**COMPITO A:** Quale comportamento viene definito ideale nel brano sulla prevenzione?
**COMPITO B:** Ricopia il passo del brano sulla prevenzione partendo dalle parole "Il comportamento ideale" e fermandoti dopo le parole "prima un test.".

**ESTRATTO DEL DOCUMENTO:**
L’esperto spiega che evitare comportamenti a rischio significa:
- fare solo sesso protetto, vale a dire usare il preservativo, anche in caso di rapporti orali;
- non fare uso di sostanze stupefacenti, soprattutto in vena ma non solo: questa raccomandazione vale anche per l’alcol e tutte le sostanze che diminuendo la soglia di attenzione aumentano la probabilità di comportamenti a rischio.
Il comportamento ideale
sottolinea Merone
è avere rapporti con un partner fisso e monogamo. “Conoscere bene una persona” non è però sufficiente. Prima di iniziare a fare sesso non protetto con qualcuno è meglio che entrambi facciano prima un test.
I test per scovare il virus
I test fanno, invece, parte del programma di prevenzione secondaria, una serie di strategie mirate a limitare la diffusione del virus nella comunità.

**DATI DEL DATASET:**
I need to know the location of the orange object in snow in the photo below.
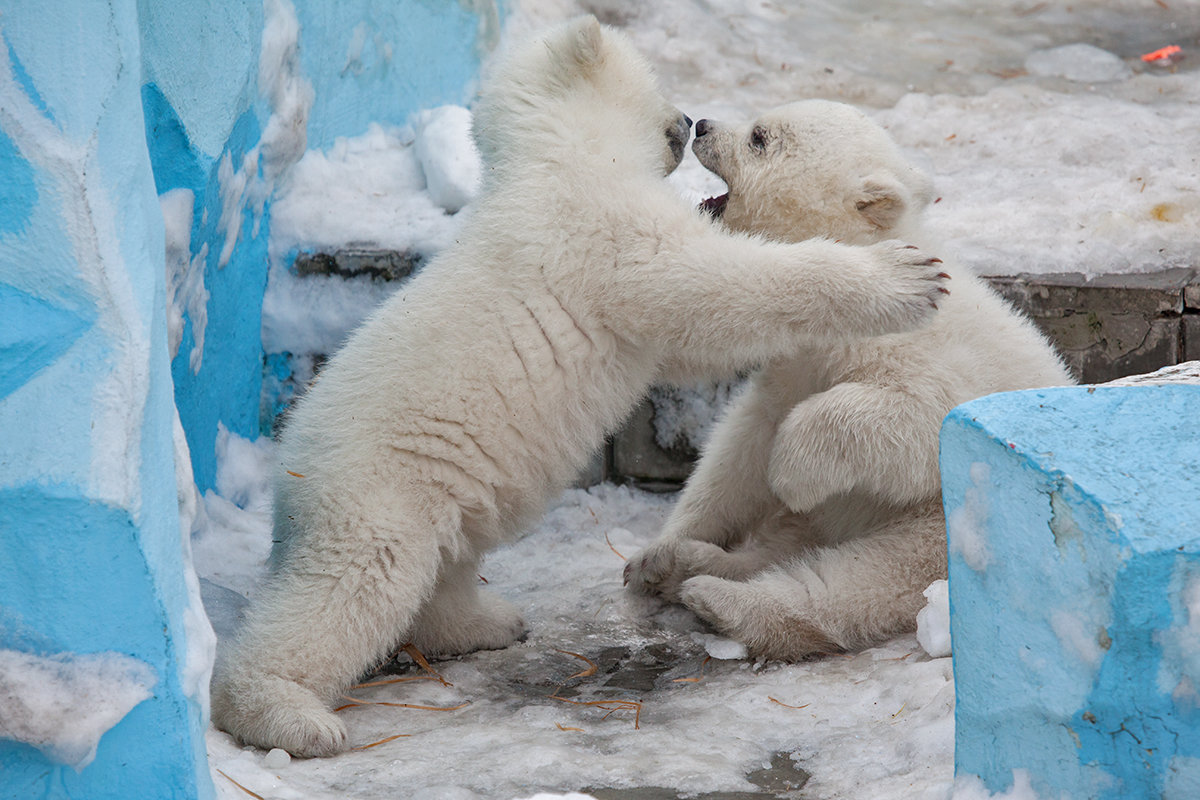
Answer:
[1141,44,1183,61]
---
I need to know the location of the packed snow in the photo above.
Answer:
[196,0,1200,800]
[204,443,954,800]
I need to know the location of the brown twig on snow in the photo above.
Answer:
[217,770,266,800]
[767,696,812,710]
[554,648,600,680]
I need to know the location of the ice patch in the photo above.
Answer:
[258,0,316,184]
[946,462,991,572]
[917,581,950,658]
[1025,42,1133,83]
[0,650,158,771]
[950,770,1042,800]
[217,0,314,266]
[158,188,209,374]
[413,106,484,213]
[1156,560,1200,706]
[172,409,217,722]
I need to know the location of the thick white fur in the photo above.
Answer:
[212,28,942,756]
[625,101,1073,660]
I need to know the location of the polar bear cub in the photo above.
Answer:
--
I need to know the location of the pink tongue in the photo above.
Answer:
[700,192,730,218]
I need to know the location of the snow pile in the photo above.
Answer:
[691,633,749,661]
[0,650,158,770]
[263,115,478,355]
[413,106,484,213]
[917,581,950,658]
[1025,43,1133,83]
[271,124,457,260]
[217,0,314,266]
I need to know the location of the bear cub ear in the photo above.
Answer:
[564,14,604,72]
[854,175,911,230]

**SOLUZIONE A:** Avere rapporti con un partner fisso e monogamo.

**SOLUZIONE B:**
Il comportamento ideale
sottolinea Merone
è avere rapporti con un partner fisso e monogamo. “Conoscere bene una persona” non è però sufficiente. Prima di iniziare a fare sesso non protetto con qualcuno è meglio che entrambi facciano prima un test.